Entries supplied
----

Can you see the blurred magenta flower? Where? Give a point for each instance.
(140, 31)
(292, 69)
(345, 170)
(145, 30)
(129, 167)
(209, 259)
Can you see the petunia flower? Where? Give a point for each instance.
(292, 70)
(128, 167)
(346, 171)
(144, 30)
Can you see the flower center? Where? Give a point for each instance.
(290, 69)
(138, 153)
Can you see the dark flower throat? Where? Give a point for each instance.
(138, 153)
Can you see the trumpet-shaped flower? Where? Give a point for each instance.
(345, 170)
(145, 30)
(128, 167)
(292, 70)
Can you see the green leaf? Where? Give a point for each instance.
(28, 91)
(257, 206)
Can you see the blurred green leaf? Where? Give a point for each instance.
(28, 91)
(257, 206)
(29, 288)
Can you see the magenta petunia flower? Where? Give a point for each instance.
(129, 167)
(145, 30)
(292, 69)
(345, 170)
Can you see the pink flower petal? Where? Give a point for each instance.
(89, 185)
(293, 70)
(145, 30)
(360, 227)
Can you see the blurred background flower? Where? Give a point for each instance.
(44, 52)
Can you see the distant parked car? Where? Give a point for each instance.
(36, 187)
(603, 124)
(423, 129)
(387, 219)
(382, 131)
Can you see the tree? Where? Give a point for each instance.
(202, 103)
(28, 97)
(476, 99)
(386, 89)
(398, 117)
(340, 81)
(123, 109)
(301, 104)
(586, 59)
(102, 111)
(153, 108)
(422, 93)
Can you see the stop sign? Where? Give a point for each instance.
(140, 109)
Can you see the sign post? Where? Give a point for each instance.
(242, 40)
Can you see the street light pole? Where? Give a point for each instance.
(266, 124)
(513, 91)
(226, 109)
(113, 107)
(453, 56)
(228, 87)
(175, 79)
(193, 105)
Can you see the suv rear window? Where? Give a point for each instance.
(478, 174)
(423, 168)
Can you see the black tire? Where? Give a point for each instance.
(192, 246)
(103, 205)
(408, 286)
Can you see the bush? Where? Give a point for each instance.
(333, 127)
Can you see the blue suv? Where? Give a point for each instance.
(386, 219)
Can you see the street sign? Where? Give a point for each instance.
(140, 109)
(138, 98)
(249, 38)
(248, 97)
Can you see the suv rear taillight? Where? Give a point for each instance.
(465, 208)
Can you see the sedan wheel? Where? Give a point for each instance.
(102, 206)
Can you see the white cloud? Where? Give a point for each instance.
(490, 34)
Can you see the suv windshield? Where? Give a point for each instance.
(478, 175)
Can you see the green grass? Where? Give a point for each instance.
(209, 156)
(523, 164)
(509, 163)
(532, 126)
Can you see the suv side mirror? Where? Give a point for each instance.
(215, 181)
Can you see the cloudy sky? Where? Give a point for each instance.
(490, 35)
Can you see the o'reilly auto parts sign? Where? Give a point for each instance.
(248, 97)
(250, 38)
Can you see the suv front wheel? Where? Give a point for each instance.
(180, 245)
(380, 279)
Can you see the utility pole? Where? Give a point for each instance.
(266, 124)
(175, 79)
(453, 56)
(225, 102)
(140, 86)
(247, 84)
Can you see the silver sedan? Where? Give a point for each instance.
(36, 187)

----

What is needed
An exact copy is required of each line from the one containing "Can you see the silver" through the last line of the material, and of no other line.

Solution to the exercise
Can you see the silver sedan? Where? Give a point for each instance.
(36, 187)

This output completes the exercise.